#### ABOUT THIS EXERCISE
Please return the full listing exactly as written, with the images removed.
=== Section Start ===
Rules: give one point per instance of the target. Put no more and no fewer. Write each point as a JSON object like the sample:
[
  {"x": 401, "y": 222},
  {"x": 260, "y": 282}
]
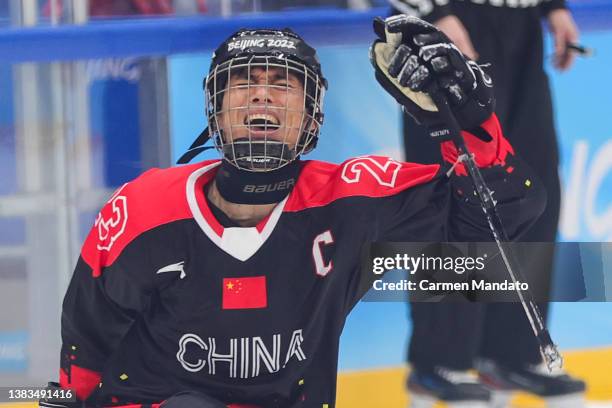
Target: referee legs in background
=== Section End ===
#### ANSWER SECTION
Rules: give one point per instance of the target. Put no more and no fewer. Write each point as a JSON object like the sample:
[
  {"x": 401, "y": 222},
  {"x": 260, "y": 282}
]
Target: referee legs in background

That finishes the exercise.